Tugas yang Diminta:
Sebutkan jumlah baris di bawah ini yang memuat kata "pink", dengan membedakan huruf besar dan huruf kecil. Jawab hanya dengan angkanya.

- - - - - - -

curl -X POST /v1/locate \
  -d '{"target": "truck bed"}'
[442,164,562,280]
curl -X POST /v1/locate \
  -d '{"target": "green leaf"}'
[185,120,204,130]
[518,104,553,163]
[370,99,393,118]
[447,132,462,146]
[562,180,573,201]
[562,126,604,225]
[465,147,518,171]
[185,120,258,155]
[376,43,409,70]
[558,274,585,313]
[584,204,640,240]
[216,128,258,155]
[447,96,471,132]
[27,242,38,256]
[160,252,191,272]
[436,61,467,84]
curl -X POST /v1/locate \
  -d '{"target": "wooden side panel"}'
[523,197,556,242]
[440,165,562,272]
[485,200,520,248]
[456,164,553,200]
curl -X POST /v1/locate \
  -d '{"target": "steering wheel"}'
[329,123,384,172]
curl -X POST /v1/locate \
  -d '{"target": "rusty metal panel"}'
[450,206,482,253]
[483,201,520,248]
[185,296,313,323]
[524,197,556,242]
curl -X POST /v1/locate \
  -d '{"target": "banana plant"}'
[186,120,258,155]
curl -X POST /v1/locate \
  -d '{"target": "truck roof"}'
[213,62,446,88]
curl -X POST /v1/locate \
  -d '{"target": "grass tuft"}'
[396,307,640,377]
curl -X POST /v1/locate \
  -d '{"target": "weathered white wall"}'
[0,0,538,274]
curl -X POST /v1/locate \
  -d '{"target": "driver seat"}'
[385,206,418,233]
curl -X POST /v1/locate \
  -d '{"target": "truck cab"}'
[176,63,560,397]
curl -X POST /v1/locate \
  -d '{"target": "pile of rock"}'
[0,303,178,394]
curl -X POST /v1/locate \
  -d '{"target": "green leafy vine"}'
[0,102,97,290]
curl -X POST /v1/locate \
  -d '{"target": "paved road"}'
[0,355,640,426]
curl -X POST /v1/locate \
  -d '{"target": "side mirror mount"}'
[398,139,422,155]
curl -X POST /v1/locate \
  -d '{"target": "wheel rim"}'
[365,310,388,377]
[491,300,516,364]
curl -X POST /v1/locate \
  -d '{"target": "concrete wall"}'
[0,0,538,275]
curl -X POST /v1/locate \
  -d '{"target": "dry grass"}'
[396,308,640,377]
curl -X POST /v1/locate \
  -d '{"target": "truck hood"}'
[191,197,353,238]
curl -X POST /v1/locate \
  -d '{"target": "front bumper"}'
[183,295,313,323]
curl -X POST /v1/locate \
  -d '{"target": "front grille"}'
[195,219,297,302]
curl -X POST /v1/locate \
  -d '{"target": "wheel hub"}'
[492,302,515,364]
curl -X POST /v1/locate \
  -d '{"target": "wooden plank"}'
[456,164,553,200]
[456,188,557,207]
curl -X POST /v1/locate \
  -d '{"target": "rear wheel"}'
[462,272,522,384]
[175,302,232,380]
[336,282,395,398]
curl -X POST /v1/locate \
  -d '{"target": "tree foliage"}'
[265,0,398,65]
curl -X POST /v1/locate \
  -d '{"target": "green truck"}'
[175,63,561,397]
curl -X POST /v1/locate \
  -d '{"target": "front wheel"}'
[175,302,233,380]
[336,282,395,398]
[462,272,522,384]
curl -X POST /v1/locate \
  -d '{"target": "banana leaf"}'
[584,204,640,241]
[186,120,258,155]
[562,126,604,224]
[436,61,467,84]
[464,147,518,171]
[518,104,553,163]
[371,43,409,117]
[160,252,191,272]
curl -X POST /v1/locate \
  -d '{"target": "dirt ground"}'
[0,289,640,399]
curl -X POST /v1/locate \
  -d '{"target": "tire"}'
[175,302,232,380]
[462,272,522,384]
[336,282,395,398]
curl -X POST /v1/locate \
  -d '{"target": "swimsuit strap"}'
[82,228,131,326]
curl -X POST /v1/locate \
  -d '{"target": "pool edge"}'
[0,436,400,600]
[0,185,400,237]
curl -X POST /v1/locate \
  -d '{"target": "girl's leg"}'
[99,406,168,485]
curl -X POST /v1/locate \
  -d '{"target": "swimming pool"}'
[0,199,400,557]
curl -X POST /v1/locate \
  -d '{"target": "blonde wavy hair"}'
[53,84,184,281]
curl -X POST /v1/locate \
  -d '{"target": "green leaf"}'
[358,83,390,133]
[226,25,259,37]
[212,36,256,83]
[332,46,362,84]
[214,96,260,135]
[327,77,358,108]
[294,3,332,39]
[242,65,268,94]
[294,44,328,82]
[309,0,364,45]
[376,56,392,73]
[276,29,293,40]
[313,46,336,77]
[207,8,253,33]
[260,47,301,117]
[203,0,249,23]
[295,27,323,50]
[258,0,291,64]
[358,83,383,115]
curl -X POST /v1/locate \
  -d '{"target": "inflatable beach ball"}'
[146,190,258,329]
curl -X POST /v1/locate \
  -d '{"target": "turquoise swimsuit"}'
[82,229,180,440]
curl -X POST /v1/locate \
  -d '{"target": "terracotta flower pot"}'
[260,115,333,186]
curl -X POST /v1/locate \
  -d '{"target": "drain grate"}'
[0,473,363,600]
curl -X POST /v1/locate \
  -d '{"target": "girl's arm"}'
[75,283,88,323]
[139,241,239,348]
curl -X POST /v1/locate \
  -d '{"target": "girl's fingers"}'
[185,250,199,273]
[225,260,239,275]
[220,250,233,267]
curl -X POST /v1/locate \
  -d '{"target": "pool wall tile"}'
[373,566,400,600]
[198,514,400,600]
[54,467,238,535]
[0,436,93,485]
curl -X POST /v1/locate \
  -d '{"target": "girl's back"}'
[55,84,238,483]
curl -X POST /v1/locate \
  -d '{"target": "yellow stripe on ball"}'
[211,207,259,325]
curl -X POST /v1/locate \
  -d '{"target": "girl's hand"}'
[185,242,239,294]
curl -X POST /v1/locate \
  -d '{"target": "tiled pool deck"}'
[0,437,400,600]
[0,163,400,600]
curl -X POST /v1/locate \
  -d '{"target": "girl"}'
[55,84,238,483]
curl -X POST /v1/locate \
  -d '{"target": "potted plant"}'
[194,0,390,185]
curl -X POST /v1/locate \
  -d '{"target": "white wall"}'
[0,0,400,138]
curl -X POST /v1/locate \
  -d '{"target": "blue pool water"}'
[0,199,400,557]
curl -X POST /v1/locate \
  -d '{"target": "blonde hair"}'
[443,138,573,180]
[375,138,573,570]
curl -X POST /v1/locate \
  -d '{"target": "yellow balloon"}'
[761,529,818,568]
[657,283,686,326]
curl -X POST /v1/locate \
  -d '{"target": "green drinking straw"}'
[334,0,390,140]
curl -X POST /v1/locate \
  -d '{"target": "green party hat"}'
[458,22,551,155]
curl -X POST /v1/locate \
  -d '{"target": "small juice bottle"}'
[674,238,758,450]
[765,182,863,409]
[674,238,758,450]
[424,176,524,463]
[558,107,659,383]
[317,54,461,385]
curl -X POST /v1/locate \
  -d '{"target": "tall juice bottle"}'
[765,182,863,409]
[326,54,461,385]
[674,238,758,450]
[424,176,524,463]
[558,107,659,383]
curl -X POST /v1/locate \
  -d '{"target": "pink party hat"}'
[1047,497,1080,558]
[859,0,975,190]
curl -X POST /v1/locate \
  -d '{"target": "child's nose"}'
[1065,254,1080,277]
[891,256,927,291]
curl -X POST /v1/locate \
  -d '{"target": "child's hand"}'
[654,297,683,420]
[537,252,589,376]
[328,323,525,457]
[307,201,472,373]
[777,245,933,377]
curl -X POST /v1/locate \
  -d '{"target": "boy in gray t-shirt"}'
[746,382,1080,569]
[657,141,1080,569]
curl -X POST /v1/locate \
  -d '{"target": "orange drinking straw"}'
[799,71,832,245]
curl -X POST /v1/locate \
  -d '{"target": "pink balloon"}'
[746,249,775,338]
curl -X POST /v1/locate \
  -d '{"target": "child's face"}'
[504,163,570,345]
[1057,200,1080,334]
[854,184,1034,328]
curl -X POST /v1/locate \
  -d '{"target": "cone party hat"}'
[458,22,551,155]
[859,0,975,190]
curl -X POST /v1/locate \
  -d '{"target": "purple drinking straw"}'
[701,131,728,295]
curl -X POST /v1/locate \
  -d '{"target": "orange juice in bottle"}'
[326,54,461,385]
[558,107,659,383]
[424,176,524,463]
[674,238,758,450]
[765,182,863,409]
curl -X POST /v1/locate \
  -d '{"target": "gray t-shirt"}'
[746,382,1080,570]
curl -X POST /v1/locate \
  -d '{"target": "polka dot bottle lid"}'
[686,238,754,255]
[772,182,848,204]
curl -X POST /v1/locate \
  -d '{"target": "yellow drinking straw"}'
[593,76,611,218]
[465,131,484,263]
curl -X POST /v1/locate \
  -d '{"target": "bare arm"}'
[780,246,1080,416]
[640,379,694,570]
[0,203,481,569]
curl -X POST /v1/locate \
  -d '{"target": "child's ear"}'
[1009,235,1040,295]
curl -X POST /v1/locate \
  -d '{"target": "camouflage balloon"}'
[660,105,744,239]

- - - - - - -

Jawaban Tugas:
2